Work to be completed: Pull out every line in the records below that contains the string "roof", treating uppercase and lowercase as different, and copy each such line.
-- -- --
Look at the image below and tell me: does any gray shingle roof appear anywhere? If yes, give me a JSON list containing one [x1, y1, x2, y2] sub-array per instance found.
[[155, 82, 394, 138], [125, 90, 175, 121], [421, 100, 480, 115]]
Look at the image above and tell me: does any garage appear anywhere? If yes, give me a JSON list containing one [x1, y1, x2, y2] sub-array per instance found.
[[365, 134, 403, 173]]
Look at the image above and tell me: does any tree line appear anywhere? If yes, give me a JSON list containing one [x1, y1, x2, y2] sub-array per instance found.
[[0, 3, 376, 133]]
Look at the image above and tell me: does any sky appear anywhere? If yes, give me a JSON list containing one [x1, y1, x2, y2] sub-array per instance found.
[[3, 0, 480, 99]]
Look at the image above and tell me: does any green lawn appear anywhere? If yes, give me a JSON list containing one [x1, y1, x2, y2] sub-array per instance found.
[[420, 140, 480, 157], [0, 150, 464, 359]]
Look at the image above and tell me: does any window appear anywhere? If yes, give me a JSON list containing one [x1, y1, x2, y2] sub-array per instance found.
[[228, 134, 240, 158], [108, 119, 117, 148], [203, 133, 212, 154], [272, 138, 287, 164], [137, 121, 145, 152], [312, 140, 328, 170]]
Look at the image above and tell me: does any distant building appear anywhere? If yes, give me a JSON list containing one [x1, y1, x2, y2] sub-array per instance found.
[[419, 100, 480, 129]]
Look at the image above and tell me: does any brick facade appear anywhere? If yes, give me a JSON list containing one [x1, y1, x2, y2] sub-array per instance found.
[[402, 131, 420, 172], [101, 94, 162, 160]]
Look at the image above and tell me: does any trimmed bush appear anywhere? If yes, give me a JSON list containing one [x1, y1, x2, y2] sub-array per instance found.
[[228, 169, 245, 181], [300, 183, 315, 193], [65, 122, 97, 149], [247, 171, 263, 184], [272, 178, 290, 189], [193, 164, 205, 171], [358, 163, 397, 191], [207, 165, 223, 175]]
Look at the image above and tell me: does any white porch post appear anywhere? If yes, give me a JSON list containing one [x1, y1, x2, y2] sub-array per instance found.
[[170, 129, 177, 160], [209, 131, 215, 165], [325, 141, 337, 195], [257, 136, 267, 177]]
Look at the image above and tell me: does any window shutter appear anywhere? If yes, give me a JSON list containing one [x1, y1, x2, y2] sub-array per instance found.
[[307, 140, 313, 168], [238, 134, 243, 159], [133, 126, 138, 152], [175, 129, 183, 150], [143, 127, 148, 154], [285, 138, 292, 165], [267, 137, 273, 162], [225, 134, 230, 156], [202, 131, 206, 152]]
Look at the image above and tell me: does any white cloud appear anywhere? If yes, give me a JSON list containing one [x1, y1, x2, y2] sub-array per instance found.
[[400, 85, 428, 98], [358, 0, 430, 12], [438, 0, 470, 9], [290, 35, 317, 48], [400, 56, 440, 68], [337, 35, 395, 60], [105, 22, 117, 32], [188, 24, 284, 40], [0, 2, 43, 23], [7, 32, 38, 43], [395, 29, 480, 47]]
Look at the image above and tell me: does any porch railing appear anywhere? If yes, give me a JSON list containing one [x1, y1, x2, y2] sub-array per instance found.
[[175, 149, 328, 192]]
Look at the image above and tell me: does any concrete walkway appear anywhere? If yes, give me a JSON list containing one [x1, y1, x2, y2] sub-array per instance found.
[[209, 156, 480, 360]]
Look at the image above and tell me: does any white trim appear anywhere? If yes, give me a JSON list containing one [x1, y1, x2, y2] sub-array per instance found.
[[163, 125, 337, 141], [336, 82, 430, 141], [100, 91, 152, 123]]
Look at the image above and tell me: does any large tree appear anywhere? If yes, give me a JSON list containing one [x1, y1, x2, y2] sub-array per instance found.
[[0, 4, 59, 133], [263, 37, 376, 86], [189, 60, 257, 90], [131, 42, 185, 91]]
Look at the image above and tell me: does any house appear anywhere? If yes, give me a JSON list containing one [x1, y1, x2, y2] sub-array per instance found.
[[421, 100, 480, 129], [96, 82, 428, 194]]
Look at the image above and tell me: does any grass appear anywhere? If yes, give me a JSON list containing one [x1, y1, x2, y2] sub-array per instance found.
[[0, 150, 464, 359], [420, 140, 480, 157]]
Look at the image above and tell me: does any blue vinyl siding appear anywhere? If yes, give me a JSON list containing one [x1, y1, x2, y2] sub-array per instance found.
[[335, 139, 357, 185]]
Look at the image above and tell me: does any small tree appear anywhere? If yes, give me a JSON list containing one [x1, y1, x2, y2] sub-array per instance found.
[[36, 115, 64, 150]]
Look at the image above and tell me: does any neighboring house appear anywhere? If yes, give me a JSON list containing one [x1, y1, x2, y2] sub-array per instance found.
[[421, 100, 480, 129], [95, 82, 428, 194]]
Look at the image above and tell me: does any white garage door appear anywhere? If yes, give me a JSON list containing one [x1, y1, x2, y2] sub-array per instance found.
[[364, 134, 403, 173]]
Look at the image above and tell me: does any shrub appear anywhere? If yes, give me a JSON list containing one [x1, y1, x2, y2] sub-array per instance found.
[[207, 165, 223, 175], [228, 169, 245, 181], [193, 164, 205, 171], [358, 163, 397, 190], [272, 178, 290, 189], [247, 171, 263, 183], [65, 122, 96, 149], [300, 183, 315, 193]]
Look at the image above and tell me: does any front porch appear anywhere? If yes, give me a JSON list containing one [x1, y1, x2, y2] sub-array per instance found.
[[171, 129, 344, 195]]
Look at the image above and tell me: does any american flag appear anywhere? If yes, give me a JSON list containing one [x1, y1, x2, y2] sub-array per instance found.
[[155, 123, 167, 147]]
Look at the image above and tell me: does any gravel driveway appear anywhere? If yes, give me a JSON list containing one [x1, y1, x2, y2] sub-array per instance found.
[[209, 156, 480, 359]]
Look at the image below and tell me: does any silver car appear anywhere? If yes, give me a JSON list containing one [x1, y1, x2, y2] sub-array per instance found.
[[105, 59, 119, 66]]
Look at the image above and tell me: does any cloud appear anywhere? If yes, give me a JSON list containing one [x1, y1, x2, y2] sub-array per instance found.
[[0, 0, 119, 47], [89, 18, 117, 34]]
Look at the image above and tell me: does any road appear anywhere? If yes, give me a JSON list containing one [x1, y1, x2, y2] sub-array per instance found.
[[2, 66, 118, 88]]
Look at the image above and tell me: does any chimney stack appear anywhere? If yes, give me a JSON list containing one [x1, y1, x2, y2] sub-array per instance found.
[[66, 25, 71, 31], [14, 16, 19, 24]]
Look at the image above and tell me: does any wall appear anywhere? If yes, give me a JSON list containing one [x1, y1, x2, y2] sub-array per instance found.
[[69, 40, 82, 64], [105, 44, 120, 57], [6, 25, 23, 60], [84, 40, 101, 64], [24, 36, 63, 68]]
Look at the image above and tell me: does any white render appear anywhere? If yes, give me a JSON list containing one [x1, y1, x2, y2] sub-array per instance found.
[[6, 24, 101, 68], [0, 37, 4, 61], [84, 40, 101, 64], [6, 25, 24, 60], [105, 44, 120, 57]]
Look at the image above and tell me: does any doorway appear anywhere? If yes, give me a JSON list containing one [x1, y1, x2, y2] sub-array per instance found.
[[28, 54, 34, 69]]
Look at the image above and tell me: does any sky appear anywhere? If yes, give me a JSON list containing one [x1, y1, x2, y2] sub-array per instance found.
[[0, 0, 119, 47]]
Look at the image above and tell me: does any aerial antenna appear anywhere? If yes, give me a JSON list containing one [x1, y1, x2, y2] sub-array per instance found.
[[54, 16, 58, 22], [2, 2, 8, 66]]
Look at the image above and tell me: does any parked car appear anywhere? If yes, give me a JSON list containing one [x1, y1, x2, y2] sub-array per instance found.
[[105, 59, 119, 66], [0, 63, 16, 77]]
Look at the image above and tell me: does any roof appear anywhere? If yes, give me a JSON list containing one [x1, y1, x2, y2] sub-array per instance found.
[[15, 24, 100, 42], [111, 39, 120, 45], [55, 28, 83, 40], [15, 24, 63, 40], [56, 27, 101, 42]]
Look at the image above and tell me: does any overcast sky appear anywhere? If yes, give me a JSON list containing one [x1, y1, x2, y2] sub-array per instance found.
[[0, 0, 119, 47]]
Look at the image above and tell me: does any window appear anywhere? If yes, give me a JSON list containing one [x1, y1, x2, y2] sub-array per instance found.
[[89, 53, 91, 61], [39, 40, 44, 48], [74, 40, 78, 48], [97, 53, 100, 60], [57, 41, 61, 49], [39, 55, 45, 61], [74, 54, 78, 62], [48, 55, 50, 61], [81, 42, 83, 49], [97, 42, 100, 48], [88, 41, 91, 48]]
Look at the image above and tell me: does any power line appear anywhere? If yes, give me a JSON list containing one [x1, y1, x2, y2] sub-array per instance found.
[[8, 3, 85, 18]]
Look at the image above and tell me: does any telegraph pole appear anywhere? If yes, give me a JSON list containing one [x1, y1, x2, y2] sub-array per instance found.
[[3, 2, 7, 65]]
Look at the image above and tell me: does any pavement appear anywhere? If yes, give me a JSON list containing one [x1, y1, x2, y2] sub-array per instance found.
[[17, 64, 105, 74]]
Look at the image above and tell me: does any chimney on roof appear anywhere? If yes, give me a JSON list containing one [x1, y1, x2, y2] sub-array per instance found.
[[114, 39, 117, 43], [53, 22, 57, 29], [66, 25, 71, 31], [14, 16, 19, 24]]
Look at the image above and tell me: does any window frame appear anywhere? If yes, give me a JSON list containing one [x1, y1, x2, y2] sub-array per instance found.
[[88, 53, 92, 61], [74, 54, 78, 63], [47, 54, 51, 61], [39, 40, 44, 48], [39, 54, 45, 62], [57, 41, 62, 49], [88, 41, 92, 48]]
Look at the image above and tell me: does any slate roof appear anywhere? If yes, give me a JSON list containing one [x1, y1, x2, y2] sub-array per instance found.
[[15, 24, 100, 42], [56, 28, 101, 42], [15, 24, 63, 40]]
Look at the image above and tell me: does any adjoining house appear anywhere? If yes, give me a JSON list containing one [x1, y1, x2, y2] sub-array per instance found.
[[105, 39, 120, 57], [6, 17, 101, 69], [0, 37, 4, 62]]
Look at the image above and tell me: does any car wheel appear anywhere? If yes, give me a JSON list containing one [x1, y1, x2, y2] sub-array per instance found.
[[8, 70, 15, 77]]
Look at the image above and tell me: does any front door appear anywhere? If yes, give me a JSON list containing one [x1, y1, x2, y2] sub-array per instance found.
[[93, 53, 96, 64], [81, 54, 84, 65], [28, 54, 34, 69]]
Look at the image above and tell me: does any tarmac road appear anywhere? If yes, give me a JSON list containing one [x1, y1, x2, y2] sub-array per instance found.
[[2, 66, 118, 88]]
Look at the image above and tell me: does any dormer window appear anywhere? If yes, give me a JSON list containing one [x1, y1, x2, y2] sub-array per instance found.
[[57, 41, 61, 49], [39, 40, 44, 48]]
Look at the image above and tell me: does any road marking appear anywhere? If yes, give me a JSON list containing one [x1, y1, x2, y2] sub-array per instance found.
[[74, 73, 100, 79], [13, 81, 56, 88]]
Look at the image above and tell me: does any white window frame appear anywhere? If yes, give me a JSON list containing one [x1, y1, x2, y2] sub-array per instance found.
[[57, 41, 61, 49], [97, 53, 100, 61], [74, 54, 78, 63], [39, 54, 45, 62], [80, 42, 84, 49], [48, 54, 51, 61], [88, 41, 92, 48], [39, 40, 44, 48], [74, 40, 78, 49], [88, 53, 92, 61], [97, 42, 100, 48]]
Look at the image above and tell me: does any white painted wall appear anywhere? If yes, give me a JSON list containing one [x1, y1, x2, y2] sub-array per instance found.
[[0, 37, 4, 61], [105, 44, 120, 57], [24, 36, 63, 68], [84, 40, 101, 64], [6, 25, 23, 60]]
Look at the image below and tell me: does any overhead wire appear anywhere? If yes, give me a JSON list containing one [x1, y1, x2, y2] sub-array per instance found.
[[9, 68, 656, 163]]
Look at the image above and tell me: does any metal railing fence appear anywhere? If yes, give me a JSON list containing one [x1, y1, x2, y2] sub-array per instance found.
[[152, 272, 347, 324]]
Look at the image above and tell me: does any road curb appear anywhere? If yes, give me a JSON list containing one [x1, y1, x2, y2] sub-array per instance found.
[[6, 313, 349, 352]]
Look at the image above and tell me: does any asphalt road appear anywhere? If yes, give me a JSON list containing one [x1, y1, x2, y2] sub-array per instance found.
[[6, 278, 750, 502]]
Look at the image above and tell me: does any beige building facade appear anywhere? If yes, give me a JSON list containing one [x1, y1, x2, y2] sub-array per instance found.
-- -- --
Result for this task:
Look at the image below and tell me: does any gray shingle roof appear anywhere? If yes, give me a JSON list containing one [x1, y1, x2, y2] sub-array per instance found.
Look at the image above and tell me: does any roof appear anywhere? If yes, give me a JSON list containing one [x1, y1, x2, y2] sub-array per instance found.
Look at the image above and tell me: does any chimney on roof appear anywhere? If yes, give me a JSON list containing one [x1, y1, x2, y2] sub-array per instance found.
Look at the image above and tell me: does any slate roof appear anywhere? If yes, give me a JSON list containing one [x1, y1, x2, y2] sub-array per instance found.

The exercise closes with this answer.